AIM OF THE EXERCISE: Using the listing below, retype exactly the lines starting at the one with "Target: palm tree trunk" and ending at the one with "as [[50, 92]].", and include both.

PROVIDED MATERIAL:
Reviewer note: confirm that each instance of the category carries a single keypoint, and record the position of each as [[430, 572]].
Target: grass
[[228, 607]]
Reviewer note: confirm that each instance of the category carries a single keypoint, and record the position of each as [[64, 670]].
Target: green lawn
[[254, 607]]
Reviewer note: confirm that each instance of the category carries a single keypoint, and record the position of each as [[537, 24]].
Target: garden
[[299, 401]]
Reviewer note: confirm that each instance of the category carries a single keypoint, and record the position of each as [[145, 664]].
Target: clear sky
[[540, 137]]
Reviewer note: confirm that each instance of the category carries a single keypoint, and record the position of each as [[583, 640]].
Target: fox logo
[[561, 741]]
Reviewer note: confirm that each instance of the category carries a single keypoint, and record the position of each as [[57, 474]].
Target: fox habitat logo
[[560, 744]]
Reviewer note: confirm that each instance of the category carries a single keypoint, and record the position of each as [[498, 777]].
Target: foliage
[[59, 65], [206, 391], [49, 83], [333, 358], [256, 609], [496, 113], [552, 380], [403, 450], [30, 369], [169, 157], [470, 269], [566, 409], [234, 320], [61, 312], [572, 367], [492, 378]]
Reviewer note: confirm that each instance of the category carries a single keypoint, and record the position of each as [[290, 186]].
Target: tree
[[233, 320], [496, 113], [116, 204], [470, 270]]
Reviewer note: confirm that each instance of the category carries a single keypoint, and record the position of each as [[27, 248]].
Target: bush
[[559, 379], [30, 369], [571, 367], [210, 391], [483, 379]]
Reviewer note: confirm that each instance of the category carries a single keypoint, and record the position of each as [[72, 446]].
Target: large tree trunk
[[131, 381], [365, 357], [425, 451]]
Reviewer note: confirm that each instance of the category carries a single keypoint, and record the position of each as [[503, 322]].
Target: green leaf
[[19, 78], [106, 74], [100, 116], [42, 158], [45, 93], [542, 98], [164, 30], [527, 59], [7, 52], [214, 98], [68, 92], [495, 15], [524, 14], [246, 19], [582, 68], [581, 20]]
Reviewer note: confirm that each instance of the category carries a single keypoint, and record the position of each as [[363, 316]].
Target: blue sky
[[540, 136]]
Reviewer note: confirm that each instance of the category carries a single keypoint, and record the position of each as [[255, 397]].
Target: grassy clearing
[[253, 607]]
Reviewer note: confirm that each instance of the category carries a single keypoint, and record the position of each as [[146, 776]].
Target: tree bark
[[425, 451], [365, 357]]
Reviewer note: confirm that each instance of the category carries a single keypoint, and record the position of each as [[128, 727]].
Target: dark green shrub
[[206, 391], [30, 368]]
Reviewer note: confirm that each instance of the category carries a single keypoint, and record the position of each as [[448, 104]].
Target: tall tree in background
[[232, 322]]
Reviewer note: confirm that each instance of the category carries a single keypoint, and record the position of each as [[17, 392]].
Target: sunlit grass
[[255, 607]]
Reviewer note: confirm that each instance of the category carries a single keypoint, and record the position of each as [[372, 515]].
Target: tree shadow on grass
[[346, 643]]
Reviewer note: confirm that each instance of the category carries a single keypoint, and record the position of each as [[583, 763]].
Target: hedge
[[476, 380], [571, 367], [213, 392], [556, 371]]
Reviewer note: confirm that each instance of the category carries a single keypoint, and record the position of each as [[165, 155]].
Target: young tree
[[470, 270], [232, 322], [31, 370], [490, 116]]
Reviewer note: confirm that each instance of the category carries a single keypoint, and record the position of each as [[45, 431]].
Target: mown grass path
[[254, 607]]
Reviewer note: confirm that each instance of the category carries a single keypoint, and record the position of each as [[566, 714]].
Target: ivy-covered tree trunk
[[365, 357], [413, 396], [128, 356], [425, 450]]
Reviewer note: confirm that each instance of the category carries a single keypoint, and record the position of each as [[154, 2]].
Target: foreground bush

* * *

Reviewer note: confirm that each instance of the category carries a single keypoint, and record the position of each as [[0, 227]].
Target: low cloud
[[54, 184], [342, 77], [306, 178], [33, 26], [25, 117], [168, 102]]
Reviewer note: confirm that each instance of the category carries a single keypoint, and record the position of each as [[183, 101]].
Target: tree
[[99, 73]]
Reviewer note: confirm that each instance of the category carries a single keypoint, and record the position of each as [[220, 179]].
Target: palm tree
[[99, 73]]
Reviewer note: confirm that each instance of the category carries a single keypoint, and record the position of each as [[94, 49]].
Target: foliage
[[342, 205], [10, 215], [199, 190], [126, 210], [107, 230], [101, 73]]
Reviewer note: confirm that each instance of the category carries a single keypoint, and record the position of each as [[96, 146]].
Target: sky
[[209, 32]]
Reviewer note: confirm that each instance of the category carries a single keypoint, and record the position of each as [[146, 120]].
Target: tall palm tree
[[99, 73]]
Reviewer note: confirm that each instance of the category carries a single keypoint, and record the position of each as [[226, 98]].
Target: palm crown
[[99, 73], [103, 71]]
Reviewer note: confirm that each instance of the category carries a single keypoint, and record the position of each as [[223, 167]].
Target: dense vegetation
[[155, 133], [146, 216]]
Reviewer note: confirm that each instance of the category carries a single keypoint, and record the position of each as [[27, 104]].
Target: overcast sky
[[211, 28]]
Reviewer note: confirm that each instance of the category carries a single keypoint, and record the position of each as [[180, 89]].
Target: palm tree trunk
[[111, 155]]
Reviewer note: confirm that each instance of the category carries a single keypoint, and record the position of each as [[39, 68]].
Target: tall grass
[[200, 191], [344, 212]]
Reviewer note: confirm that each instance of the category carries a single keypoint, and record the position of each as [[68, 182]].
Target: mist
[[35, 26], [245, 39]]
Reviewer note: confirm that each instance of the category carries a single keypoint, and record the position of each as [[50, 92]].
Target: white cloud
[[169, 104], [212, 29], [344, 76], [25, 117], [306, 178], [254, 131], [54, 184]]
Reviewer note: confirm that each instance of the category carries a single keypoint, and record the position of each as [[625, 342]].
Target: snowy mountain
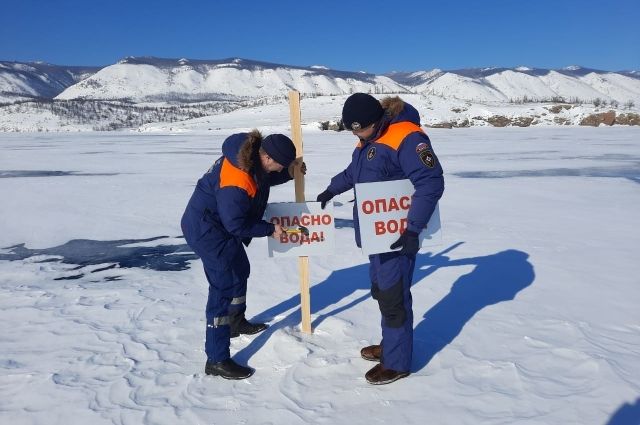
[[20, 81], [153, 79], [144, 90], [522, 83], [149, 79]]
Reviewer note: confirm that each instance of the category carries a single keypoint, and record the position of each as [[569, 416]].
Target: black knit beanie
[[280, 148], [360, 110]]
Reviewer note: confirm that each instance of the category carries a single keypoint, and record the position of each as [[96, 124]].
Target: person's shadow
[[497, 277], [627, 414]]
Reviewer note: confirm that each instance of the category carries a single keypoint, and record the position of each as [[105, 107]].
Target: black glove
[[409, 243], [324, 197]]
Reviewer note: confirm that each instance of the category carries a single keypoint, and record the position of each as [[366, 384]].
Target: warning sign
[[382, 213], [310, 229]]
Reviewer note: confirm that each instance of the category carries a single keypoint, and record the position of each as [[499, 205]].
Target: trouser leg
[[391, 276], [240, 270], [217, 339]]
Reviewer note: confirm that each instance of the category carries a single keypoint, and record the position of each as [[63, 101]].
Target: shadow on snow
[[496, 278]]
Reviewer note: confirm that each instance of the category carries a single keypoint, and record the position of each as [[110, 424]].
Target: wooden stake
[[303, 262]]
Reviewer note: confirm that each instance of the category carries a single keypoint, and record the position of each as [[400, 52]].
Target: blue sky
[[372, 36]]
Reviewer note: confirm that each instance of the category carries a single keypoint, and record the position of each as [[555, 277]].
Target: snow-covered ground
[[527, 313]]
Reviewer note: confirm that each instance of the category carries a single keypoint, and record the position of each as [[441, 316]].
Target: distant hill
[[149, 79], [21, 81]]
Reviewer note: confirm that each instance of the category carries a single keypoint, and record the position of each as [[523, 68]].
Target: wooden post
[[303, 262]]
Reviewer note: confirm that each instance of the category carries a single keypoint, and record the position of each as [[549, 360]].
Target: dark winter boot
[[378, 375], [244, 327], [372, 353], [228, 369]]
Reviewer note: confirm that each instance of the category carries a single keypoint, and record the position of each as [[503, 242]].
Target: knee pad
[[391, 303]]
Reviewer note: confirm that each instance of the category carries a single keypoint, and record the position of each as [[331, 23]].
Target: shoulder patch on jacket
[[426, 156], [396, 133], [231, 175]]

* * *

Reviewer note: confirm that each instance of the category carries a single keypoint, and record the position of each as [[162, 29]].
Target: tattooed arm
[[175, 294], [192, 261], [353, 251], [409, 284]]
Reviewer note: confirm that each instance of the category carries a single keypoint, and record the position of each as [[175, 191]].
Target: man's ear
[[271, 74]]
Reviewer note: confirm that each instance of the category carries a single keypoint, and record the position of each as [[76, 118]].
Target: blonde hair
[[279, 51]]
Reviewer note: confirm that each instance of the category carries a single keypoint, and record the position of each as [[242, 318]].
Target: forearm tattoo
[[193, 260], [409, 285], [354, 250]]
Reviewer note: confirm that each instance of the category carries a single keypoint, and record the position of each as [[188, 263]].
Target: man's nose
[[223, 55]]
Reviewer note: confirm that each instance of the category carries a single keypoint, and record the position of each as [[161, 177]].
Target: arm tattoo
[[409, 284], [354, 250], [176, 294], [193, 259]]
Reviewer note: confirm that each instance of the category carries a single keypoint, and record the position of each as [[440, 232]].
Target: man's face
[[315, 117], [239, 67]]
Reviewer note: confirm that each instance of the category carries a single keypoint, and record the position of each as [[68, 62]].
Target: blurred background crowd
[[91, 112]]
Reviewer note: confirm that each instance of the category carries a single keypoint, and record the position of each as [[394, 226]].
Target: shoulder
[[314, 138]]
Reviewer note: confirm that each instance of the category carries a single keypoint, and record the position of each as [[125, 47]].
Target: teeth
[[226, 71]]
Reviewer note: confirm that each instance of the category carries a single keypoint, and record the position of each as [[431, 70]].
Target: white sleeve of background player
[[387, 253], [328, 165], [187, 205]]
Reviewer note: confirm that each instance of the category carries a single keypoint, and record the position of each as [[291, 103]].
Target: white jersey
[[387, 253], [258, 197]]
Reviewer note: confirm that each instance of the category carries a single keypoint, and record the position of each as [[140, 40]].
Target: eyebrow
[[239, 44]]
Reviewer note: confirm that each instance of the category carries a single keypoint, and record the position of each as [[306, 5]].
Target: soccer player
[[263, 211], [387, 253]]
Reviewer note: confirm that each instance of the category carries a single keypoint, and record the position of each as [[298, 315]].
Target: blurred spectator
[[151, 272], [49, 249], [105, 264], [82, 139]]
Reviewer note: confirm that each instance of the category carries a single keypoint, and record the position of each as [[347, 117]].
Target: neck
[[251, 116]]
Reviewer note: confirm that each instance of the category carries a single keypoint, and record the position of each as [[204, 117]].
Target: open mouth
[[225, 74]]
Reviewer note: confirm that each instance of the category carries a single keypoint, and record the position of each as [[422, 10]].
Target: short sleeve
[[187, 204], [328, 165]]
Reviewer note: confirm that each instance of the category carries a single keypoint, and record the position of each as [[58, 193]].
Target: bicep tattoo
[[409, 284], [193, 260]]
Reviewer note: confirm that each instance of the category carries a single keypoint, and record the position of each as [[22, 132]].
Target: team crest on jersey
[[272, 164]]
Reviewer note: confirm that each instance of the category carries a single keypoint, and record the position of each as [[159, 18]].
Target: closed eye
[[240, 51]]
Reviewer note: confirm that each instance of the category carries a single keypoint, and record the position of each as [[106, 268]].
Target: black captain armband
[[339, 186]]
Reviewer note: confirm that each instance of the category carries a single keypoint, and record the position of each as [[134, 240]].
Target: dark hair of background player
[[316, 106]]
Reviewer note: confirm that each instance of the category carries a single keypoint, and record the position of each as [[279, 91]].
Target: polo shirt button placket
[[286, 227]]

REPLY TO THE TASK:
Target: palm tree trunk
[[111, 155]]
Reviewer note: confirm that each instance of the category carries a single keypoint, and record the position of each as [[39, 68]].
Target: tall grass
[[200, 191], [344, 212]]
Reviewer note: confirm that each instance of the category carries a single keypoint, and record the position of each as [[68, 182]].
Target: mist
[[35, 26], [245, 39]]
Reviewer note: confirm that each instance of the category carries a single keypoint, and record the position of each as [[50, 92]].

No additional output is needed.